PROBLEM:
Reproduce the rows below, substituting "dark" for every occurrence of "brown" and leaving everything else unchanged. Omit the pictures from your copy.

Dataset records
+--

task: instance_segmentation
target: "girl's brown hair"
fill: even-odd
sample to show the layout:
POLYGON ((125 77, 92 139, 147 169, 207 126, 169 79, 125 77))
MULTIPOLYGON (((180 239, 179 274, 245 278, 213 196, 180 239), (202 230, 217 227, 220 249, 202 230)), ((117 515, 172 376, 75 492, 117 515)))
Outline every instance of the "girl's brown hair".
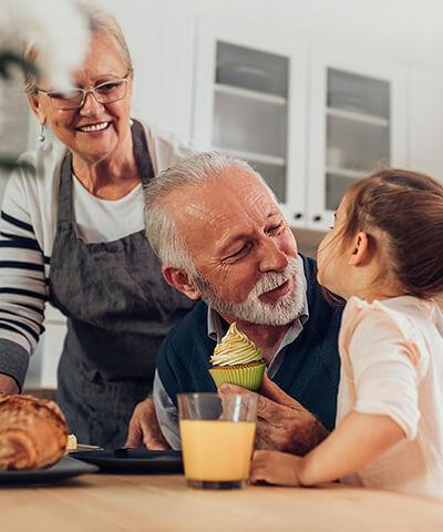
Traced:
POLYGON ((424 174, 383 168, 347 192, 346 242, 359 231, 388 245, 383 268, 405 294, 422 298, 443 293, 443 186, 424 174))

+--

OUTPUT:
task: instance_segmentation
target: "girl's dark hair"
fill: even-odd
sample to show the layout:
POLYGON ((125 77, 92 139, 147 169, 207 126, 169 79, 125 77))
MULTIPOLYGON (((180 239, 179 274, 245 278, 213 196, 180 239), (202 230, 217 227, 220 249, 202 230)), ((117 515, 172 376, 75 492, 117 515)))
Outline every instance of the "girl's dark hair".
Traced:
POLYGON ((424 174, 383 168, 347 192, 346 242, 359 231, 388 245, 383 268, 405 294, 422 298, 443 293, 443 186, 424 174))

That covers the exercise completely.